# [PAGE]
* BEGIN *

Morgan Stanley’s
chief executive officer, James Gorman, will step down from his role in the next 12 months—setting up a key succession at one of Wall Street’s biggest companies.
In his decade-plus reign, Gorman transformed
Morgan Stanley
into a wealth management powerhouse through key acquisitions such as E*Trade Financial in 2020. Morgan Stanley’s wealth unit had $4.5 trillion in client assets as of March 31. Whoever takes over the job will be managing a different, and much bigger empire than the one Gorman inherited more than a decade ago.
The bank’s board has “identified three very strong senior internal candidates for consideration as the next CEO,” Gorman said at the company’s annual meeting Friday.
“The specific timing of the CEO transition has not been determined, but it is the board’s and my expectation that it will occur at some point in the next 12 months,” Gorman said. “That is the current expectation in the absence of a major change in the external environment.” He added that when he does step down as CEO, he will assume the role of executive chairman.
The move was unexpected. Gorman had previously signaled he would stay on a bit longer as CEO . Glenn Schorr, an analyst at Evercore ISI, says he figured that Gorman would remain CEO for two to three years more. Morgan Stanley told Barron’s Friday it wouldn’t be providing any further comments outside of Gorman’s remarks.
At $84 a share, the stock was down about 2% in midday trading on Friday. “This is one of the most cohesive management teams in financial services,” says Schorr. “I wouldn’t expect much disruption at all.” While companies invariably portray their management as cohesive, Schorr says it’s actually true at Morgan Stanley.
Potential successors to Gorman include co-presidents Ted Pick and Andy Saperstein as well as investment management head Dan Simkowitz, who is also the firm’s co-head of corporate strategy. Pick leads the company’s institutional securities group (ISG) while Saperstein oversees Morgan Stanley’s wealth management unit.
Wells Fargo analyst Mike Mayo sees Saperstein as “the leading candidate” given the wealth unit’s importance to Morgan Stanley. Mayo, writing in a May 19 research note, says it’s most likely a choice between Saperstein and Pick.
“Investment management is relatively smaller and the acquisition of Eaton Vance has fallen short, leaving the battle between the heads of Wealth and ISG, in our view,” Mayo writes. “To a degree, the decision at MS today mirrors the one taken by MS when it named James Gorman as CEO over a decade ago—he was a WM head who had to reassure the ISG ranks.”
Gorman told Barron’s earlier this year that he wanted “to make sure that it’s equipped to meet the challenges of the next decade.” However, he also said that it’s “healthy” for a company to refresh its management ranks, and pointed to several young leaders at Morgan Stanley. Some of the younger top executives include CFO Sharon Yeshaya, head of human resources Mandell Crawley, and wealth management COO Jed Finn.
“How do you ensure you have the right people for whatever the next decade or two will throw at us? That’s really what I’m focused on,” Gorman said.
Of course, ensuring a smooth CEO succession is a tricky, but critical balancing act for any company that can create uncertainty in the near term.
“A management transition often creates short-term stock weakness, and we feel that may be the case this time given the importance of Gorman’s role in reshaping the firm over the past decade,” Mayo writes. “However, his willingness to stay on as executive chairman should dampen negativity.”

* END *

# [STATED TASK A]
In the records, repeat the stretch from the line containing "Sample: x=879, y=523." through the line containing "x=918, y=329", word for word.
The records that follow the article are unrelated to it.

# [RECORD SET]

* BEGIN *

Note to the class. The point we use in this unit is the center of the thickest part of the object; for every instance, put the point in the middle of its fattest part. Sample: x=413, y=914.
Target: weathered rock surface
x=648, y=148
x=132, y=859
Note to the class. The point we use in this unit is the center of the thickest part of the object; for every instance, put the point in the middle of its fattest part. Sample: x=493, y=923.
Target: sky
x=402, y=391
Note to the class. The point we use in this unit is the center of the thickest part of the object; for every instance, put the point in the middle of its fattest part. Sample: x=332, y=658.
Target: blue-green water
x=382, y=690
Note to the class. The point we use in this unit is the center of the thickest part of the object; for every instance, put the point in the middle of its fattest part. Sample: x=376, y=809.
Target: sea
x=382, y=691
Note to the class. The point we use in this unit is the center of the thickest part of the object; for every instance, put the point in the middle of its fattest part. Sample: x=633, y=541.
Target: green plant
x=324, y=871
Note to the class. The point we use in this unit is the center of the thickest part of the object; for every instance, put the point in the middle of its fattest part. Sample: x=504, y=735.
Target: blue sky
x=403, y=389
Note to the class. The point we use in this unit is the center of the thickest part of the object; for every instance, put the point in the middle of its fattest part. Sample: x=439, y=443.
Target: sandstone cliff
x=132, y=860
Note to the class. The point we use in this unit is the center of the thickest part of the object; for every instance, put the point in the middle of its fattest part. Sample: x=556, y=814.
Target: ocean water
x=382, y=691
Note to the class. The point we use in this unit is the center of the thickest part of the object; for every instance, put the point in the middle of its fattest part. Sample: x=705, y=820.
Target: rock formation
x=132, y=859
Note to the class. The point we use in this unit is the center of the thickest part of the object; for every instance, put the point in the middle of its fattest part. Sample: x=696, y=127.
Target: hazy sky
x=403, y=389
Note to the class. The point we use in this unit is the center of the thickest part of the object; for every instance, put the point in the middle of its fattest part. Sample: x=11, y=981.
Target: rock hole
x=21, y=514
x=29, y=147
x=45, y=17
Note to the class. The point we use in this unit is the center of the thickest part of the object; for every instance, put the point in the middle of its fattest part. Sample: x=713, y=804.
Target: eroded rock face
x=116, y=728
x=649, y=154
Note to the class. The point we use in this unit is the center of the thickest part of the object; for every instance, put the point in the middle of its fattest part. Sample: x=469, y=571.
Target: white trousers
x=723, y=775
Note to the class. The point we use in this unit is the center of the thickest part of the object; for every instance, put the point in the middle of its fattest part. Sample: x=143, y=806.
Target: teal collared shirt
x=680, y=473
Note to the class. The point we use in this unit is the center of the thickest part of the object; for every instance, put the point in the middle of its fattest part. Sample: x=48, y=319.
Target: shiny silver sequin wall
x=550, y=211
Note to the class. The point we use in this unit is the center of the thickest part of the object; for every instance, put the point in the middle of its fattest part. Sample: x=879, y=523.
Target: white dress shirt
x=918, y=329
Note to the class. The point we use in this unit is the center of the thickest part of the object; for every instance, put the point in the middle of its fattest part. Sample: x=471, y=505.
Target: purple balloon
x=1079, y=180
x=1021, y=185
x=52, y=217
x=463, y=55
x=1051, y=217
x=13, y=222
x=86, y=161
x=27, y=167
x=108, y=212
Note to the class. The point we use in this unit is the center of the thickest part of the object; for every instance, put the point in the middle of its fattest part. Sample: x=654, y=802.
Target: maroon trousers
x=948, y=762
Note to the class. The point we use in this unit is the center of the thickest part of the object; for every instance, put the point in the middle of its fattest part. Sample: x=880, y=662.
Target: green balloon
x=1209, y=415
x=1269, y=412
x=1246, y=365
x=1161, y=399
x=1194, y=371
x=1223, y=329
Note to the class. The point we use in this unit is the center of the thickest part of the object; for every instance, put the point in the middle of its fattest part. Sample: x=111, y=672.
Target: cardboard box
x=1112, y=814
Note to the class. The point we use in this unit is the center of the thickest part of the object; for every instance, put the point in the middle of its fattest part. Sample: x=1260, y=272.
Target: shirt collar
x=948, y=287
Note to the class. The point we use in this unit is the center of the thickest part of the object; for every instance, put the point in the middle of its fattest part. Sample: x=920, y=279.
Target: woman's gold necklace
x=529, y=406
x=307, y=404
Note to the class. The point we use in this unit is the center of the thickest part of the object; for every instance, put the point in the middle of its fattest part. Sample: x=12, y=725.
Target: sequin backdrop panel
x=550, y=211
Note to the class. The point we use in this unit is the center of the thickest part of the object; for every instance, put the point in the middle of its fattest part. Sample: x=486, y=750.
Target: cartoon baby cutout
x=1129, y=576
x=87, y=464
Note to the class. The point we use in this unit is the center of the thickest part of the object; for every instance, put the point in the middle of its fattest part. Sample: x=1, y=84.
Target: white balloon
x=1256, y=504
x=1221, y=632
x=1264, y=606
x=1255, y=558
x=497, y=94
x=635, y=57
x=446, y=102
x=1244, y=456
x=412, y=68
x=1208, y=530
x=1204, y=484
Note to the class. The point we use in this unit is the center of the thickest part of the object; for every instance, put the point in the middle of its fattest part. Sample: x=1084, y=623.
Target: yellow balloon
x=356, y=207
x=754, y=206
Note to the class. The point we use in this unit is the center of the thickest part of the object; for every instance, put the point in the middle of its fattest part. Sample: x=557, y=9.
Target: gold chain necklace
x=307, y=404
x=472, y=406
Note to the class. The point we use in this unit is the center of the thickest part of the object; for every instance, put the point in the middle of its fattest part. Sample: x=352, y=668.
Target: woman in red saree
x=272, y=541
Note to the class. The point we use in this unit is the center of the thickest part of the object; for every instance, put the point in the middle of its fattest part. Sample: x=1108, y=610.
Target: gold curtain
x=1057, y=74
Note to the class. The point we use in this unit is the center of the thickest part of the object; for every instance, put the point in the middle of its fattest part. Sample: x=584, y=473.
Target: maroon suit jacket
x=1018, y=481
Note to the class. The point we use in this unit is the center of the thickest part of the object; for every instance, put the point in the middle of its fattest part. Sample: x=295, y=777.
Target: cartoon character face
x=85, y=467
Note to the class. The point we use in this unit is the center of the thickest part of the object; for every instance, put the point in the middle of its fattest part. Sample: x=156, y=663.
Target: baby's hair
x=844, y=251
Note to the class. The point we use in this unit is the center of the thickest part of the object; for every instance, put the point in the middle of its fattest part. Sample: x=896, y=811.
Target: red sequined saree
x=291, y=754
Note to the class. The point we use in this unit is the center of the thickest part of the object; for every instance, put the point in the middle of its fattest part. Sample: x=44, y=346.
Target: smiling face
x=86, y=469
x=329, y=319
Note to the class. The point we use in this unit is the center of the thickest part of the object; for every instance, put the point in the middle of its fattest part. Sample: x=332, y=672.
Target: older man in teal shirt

* END *

# [STATED TASK B]
Reproduce the stretch of the Morgan Stanley succession article from "At $84 a share, the" through "true at Morgan Stanley.", without changing a word.

# [TASK SOLUTION A]
Note to the class. The point we use in this unit is the center of the thickest part of the object; for every instance, put the point in the middle of its fattest part. Sample: x=879, y=523.
Target: white dress shirt
x=918, y=329

# [TASK SOLUTION B]
At $84 a share, the stock was down about 2% in midday trading on Friday. “This is one of the most cohesive management teams in financial services,” says Schorr. “I wouldn’t expect much disruption at all.” While companies invariably portray their management as cohesive, Schorr says it’s actually true at Morgan Stanley.